▶ WHAT IS REQUIRED
Extract every line from the entries below that contains the string "negative", matching its case exactly.

^^^^

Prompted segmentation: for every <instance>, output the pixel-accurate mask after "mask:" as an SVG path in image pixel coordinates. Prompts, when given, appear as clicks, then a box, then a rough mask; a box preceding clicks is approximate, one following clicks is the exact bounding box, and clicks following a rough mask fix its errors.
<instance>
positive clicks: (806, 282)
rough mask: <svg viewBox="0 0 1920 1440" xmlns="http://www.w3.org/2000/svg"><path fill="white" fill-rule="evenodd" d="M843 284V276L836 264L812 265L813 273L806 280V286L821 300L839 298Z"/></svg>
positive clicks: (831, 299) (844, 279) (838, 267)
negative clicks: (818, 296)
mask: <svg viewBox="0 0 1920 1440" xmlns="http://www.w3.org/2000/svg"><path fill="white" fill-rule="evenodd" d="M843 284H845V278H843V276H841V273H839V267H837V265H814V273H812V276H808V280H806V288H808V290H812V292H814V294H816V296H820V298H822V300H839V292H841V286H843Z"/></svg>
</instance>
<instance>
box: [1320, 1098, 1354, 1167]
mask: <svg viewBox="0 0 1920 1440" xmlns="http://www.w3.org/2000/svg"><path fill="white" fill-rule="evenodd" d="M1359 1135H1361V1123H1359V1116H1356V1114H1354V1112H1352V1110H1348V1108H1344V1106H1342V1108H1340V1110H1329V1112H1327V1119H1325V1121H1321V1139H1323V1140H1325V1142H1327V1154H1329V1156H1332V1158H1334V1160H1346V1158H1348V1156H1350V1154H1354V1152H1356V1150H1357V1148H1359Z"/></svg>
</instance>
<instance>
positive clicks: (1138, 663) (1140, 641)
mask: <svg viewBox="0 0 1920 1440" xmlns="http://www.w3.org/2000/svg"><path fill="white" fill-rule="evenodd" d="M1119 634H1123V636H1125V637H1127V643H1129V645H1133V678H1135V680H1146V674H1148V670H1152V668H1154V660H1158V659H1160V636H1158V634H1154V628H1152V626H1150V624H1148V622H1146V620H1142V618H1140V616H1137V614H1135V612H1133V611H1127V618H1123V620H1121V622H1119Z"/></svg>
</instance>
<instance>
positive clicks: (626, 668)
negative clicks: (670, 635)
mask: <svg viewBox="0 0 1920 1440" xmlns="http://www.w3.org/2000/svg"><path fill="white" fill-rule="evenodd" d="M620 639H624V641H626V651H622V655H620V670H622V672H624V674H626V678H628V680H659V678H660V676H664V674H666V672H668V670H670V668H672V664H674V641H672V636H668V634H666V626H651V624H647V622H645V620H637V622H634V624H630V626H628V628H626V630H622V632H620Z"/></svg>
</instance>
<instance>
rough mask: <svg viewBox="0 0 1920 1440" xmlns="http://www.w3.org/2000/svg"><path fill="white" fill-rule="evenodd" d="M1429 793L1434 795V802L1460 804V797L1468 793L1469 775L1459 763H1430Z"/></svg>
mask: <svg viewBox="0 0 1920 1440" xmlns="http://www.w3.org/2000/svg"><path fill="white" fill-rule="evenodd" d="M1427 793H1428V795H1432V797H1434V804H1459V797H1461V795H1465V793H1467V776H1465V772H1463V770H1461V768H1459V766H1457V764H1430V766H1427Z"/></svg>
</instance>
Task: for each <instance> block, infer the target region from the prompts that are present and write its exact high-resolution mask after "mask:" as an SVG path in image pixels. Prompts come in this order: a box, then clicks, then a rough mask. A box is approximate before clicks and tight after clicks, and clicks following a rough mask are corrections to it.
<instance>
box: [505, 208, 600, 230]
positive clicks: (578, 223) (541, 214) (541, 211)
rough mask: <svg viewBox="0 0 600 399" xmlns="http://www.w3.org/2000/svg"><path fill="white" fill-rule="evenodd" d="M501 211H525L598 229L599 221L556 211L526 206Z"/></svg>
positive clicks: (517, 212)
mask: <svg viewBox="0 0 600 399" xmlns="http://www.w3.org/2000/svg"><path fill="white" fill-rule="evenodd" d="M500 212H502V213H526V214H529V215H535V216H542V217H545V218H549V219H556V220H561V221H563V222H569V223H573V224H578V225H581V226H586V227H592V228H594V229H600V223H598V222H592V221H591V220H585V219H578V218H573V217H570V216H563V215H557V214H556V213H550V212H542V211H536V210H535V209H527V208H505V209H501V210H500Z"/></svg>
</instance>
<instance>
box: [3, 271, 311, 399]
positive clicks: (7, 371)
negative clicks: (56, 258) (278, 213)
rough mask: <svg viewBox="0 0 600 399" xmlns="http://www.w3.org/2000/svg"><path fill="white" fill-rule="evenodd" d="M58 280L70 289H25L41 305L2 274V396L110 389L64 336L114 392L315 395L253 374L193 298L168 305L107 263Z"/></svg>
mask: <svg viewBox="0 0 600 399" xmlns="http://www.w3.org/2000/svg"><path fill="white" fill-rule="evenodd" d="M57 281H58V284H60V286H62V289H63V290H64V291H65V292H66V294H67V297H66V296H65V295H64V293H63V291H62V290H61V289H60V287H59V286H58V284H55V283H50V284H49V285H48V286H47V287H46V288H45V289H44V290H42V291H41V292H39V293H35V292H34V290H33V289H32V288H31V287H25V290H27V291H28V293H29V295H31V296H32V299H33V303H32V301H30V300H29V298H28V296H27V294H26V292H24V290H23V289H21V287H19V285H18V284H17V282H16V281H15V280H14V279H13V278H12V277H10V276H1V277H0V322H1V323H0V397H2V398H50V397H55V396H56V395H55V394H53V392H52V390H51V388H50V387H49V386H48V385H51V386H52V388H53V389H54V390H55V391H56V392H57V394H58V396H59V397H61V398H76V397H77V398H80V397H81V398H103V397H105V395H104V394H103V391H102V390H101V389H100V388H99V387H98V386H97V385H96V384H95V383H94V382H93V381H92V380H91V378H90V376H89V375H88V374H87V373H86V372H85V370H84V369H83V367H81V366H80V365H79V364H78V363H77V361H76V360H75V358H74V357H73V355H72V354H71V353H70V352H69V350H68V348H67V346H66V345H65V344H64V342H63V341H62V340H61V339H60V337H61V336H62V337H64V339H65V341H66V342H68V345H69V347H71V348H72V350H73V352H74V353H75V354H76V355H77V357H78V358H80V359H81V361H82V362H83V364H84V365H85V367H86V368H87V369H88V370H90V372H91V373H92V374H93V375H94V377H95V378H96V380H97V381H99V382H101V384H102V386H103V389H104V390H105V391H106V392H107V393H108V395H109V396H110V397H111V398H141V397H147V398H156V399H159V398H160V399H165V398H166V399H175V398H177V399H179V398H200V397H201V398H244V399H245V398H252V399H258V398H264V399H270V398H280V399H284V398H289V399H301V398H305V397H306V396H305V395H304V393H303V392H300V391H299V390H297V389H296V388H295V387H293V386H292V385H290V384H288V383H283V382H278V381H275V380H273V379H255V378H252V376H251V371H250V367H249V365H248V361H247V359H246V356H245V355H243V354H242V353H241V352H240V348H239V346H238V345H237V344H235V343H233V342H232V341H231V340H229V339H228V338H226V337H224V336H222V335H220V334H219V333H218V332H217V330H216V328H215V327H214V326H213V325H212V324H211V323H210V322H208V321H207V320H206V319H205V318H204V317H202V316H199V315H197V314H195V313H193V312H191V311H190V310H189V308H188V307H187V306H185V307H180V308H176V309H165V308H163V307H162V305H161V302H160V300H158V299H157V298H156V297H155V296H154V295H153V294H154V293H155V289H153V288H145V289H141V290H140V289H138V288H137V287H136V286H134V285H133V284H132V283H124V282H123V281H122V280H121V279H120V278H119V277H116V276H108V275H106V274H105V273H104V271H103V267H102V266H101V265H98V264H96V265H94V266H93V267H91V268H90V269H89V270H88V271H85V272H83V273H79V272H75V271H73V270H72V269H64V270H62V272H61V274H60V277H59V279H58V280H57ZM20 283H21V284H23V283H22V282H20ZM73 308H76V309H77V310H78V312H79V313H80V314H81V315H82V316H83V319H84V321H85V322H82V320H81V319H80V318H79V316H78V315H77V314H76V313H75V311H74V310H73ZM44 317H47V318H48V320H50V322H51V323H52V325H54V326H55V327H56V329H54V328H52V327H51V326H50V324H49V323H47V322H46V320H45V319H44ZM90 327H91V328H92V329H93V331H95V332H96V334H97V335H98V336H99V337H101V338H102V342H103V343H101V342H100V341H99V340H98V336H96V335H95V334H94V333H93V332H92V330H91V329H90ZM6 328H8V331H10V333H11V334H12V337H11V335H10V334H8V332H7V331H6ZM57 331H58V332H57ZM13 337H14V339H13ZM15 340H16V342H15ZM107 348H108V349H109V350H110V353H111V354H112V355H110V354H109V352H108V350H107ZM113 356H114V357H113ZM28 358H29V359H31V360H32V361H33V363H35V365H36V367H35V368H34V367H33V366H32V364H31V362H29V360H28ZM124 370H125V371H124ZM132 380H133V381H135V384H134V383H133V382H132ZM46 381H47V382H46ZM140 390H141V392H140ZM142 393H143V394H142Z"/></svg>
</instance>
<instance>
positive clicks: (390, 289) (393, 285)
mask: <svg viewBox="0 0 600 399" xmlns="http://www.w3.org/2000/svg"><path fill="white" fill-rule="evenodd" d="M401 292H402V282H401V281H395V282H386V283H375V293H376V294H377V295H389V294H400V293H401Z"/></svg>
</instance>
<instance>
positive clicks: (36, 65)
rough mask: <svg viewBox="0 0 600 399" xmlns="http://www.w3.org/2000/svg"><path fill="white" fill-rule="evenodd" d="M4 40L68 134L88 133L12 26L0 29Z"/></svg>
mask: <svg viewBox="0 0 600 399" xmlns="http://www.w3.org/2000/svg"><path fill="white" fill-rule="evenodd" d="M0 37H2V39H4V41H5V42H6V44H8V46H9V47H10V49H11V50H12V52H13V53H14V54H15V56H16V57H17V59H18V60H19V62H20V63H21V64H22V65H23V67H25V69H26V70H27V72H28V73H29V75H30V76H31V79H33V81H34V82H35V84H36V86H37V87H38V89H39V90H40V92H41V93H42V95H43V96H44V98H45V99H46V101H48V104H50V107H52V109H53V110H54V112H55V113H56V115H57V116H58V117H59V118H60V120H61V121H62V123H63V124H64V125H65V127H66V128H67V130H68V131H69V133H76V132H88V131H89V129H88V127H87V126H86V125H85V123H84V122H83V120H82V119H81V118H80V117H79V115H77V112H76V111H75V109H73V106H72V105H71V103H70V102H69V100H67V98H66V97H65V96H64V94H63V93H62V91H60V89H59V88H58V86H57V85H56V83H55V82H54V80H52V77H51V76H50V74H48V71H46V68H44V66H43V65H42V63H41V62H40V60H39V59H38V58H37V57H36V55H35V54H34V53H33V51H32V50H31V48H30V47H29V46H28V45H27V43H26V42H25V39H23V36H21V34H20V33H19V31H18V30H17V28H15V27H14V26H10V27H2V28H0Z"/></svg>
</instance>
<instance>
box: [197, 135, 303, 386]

^^^^

▶ RESPONSE TO THE TASK
negative clicks: (818, 296)
negative clicks: (670, 635)
negative clicks: (56, 258) (278, 213)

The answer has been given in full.